Start of Input material
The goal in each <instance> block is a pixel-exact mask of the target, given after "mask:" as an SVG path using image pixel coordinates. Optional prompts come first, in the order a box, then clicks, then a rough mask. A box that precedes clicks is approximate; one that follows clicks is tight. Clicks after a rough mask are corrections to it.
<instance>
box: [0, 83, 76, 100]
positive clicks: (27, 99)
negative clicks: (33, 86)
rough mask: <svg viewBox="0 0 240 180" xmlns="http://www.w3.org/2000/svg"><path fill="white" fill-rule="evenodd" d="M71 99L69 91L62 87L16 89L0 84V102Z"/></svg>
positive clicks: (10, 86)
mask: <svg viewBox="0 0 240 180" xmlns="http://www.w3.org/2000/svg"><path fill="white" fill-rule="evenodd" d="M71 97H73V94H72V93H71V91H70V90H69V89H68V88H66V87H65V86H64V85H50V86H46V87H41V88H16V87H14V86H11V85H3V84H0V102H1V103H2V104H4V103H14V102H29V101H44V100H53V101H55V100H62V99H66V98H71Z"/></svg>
End of Input material
» Your instructions
Convert the lines above into a numbered list, leaving out any blank lines.

» Written answer
1. The goal in each <instance> block is a pixel-exact mask of the target, given after "mask:" as an SVG path using image pixel coordinates. Optional prompts come first, in the order a box, then clicks, then a rough mask. A box that precedes clicks is approximate; one that follows clicks is tight. Clicks after a rough mask are corrections to it.
2. <instance>
3. box: [0, 83, 76, 100]
4. positive clicks: (27, 99)
5. negative clicks: (33, 86)
6. rough mask: <svg viewBox="0 0 240 180" xmlns="http://www.w3.org/2000/svg"><path fill="white" fill-rule="evenodd" d="M71 99L69 91L62 87L16 89L0 84V102Z"/></svg>
7. positive clicks: (10, 86)
8. mask: <svg viewBox="0 0 240 180" xmlns="http://www.w3.org/2000/svg"><path fill="white" fill-rule="evenodd" d="M71 97H73V94H72V93H71V91H70V90H69V89H68V88H66V87H65V86H64V85H50V86H46V87H41V88H16V87H14V86H11V85H3V84H0V102H1V103H2V104H4V103H14V102H29V101H44V100H53V101H55V100H62V99H66V98H71Z"/></svg>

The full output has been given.